-- Problem to solve --
Leave the pictures aside and give back every entry below word for word.

◆ ◆ ◆

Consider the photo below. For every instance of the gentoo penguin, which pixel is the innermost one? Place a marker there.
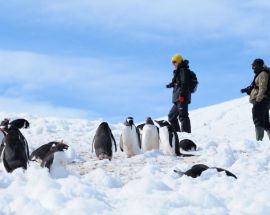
(40, 153)
(197, 170)
(14, 146)
(187, 145)
(103, 142)
(150, 136)
(55, 157)
(130, 141)
(169, 141)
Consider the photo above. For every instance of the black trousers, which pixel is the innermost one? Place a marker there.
(180, 110)
(260, 114)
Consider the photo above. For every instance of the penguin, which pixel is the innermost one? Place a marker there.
(169, 141)
(187, 145)
(55, 157)
(150, 135)
(197, 170)
(2, 145)
(130, 141)
(40, 153)
(103, 142)
(14, 146)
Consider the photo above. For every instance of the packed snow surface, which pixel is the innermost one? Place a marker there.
(146, 183)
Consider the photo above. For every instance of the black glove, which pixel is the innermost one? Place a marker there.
(243, 90)
(170, 85)
(247, 90)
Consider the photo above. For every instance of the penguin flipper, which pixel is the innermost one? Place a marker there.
(139, 137)
(121, 143)
(180, 173)
(114, 142)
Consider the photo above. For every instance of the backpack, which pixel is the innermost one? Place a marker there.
(193, 82)
(267, 69)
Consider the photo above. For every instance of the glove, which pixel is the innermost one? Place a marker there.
(181, 99)
(169, 85)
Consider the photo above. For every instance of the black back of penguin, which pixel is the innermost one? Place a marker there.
(49, 158)
(41, 152)
(103, 140)
(15, 151)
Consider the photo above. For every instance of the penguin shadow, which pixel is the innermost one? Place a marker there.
(187, 145)
(47, 154)
(169, 140)
(196, 170)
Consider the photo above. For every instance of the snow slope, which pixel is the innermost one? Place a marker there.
(146, 184)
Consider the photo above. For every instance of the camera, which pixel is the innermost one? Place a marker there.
(247, 90)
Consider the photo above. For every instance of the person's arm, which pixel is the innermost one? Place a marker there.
(184, 77)
(263, 82)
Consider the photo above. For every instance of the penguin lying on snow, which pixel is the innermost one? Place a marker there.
(169, 142)
(197, 170)
(103, 142)
(130, 141)
(150, 135)
(187, 145)
(40, 153)
(14, 147)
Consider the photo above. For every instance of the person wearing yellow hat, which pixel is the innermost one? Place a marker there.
(181, 97)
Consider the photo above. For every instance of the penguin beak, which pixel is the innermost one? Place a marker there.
(65, 146)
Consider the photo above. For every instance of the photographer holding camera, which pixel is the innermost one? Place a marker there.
(259, 97)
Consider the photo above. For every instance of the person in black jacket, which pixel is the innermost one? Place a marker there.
(181, 95)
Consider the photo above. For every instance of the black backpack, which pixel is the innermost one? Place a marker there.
(267, 69)
(193, 82)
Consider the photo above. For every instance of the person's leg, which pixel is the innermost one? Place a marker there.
(184, 117)
(259, 115)
(266, 120)
(173, 118)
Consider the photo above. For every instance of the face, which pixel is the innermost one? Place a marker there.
(175, 64)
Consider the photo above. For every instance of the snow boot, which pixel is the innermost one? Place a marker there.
(268, 133)
(259, 133)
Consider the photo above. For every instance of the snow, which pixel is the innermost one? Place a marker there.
(146, 183)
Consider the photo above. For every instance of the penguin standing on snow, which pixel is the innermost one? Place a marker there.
(197, 170)
(103, 142)
(55, 157)
(40, 153)
(15, 152)
(169, 141)
(130, 141)
(150, 136)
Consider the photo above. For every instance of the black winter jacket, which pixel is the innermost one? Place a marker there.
(180, 82)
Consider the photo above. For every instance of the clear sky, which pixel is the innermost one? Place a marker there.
(111, 59)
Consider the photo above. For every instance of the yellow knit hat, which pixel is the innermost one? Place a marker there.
(177, 58)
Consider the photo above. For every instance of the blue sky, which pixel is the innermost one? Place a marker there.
(111, 59)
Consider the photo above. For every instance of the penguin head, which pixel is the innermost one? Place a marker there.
(103, 128)
(129, 121)
(163, 123)
(5, 124)
(149, 121)
(59, 147)
(20, 123)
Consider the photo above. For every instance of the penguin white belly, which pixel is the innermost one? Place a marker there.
(165, 146)
(58, 167)
(130, 141)
(150, 139)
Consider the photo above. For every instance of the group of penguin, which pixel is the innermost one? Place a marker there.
(14, 151)
(147, 136)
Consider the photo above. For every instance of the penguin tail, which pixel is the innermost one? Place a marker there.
(180, 173)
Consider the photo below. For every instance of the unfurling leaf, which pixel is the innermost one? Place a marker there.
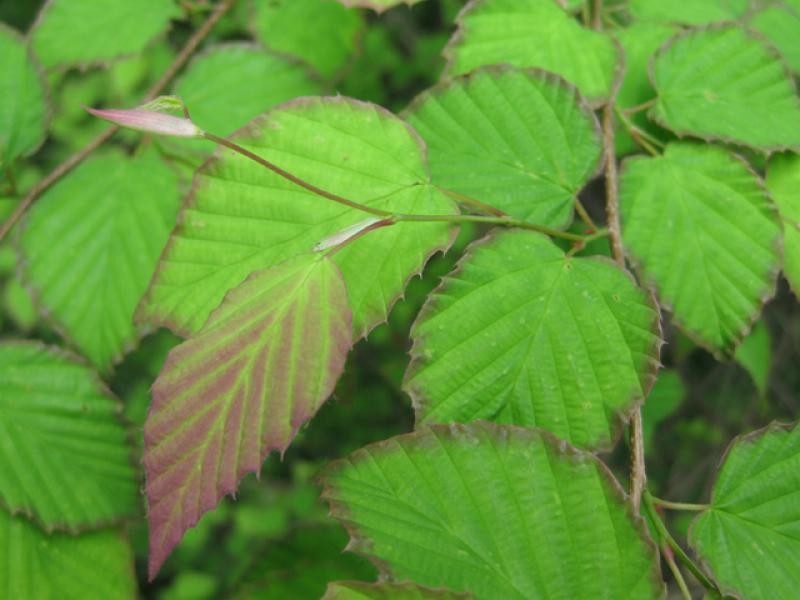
(262, 365)
(151, 120)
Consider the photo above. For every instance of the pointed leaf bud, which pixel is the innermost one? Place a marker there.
(152, 117)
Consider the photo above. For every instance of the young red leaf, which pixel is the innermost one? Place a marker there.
(261, 366)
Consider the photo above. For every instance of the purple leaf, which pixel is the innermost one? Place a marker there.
(260, 367)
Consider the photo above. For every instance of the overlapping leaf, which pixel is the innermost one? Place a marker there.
(723, 83)
(706, 235)
(639, 41)
(242, 217)
(38, 566)
(262, 365)
(67, 460)
(500, 511)
(783, 181)
(522, 334)
(696, 12)
(321, 32)
(749, 535)
(23, 106)
(91, 244)
(81, 32)
(533, 33)
(522, 141)
(780, 24)
(231, 84)
(357, 590)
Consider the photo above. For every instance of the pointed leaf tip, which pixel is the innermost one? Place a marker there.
(261, 366)
(149, 121)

◆ ◆ ◆

-- Response below --
Consider the photo below. For every instance of the gentoo penguin, which pixel is the innermost one? Place a marker there.
(40, 153)
(197, 170)
(14, 146)
(187, 145)
(103, 142)
(150, 136)
(55, 157)
(130, 141)
(169, 141)
Consider the photo above. For every instance of the black trousers, which pixel is the innermost one? Place a marker there.
(180, 110)
(260, 114)
Consider the photo above. For every instance of the penguin, which pixel is the innermost one? Place a marker there.
(169, 141)
(187, 145)
(55, 157)
(150, 135)
(197, 170)
(2, 145)
(130, 141)
(40, 153)
(103, 142)
(14, 146)
Consider the photo above. For every instance of the packed snow surface, which pixel is the innermost one? Place a marker there.
(146, 183)
Consider the photo above. For every instance of the black glove, which pixel is the innermost one? Place a marker there.
(243, 90)
(170, 85)
(247, 90)
Consider the photo above. For every instance of the penguin flipper, which pixel is the innermost one? Place a marker there.
(139, 137)
(121, 143)
(180, 173)
(114, 142)
Consider the photo above. For every instance of the backpack, which pixel is the innermost one? Place a marker there.
(193, 82)
(267, 69)
Consider the photo above. For every instance of the glove, which pixel is the innermost one? Place a marker there.
(181, 99)
(169, 85)
Consider the photo above. For every instance of the black back of penguin, which pixel is the innermost one? Place a marker there.
(49, 158)
(41, 152)
(103, 140)
(15, 151)
Consider the photo above. For every instance of the penguin shadow, which pixel is the innermost one? Place a marker there.
(187, 145)
(47, 154)
(169, 140)
(196, 170)
Consider the photo above. For every instance of the snow slope, which pixel is the innermost one? Place a marker there.
(146, 184)
Consider the photo above. For every instance of the camera, which pixel is the innermost one? Place a marker there.
(247, 90)
Consider the photo above. For every instance of the person's arm, which pixel is the innermost one? Place a marker there.
(184, 77)
(263, 82)
Consider the photo above. For every instance of the penguin lying on snow, which pixel is the innermost one? Place a marker there.
(169, 142)
(197, 170)
(103, 142)
(130, 141)
(150, 135)
(187, 145)
(40, 153)
(14, 147)
Consider the photo above. For every instance of the person wearing yellow hat, which pixel is the innermost one? Place a marker there.
(181, 97)
Consider the photo above. For every instance of the penguin beak, which pixel is the innermost one? Place a marker there.
(65, 146)
Consider the photo above. For every instance of the photographer holding camera, which pixel is the innermost one? Place a marker there.
(259, 97)
Consider the photo above. For every instance of the person in black jacket, which pixel is the innermost one? Place a marker there.
(181, 95)
Consider the photo above. For every instance of the black backpack, which pixel is the innermost one? Place a marker there.
(267, 69)
(193, 82)
Consider the photo above. For every instance of the person's leg, which pixel is the innermost one? Place a marker there.
(184, 117)
(259, 115)
(266, 120)
(173, 118)
Consider the photo above. For every instance of the face, which pixel is the innermost one? Place a marker there.
(175, 64)
Consider the photo above. For every instance of the snow boot, which pixel is the innermost one? Place a marker there.
(268, 133)
(259, 133)
Consider the photo above. For every instance of the snow, which pixel is the innermost one? Place a marker there.
(146, 183)
Consider the photo above. For every instance of the penguin standing on snow, which pixel is the innermost one? Place a marker there.
(197, 170)
(103, 142)
(55, 157)
(40, 153)
(15, 152)
(169, 141)
(130, 141)
(150, 136)
Consider the photo above. For every instance of the black winter jacket, which pixel is the innermost one? Place a marker there.
(180, 82)
Consider the photo above. For every instance of the clear sky, which pixel is the innermost one? Place a marker there.
(111, 59)
Consider the photo above. For every instance of the yellow knit hat, which pixel is the innermost one? Place a marker there.
(177, 58)
Consider the photo above. For every instance of the blue sky, which pixel is the innermost one? Place a marker there.
(111, 59)
Consider the photo above. For every instance of the penguin head, which pixel is the innermost one? Place a marker there.
(103, 128)
(129, 121)
(163, 123)
(5, 124)
(149, 121)
(59, 147)
(20, 123)
Consider the photo above. For every instance of the penguin white belly, which pixel is the innermost one? Place a marker there.
(165, 146)
(58, 167)
(130, 141)
(150, 139)
Consider the photo above. For every instance of the group of penguin, which pixel is the innermost one? Place a marker there.
(14, 151)
(147, 136)
Consider the photo above. For every instance of the penguin tail, which pixel is the innermost one? Place a marker there.
(180, 173)
Consider the photo below. For every instance of the unfurling leaf, which pixel is the innermost one? Place a marker there.
(262, 365)
(151, 120)
Consider the photo above. For every instance of the pointed leaf bud, which pixel is the innermost one? Place a marker there.
(152, 117)
Consider the photo above. For every instance of the young red leaf, which pixel is the innermost one? Place a marker there.
(261, 366)
Consider the photo above. For every instance of the purple leaf, which pixel is the innermost one? Place a marker there.
(260, 367)
Consider the photo above. For every instance of the overlapping leaf, which pixel is the innermost one? Place a marker there.
(723, 83)
(706, 235)
(639, 41)
(242, 217)
(38, 566)
(262, 365)
(67, 460)
(500, 511)
(783, 181)
(522, 334)
(696, 12)
(321, 32)
(749, 535)
(23, 106)
(91, 244)
(81, 32)
(533, 33)
(522, 141)
(780, 24)
(231, 84)
(357, 590)
Consider the photo above. For every instance of the pointed leaf tip, which pixel is the innermost one? Place a marker there.
(261, 366)
(149, 121)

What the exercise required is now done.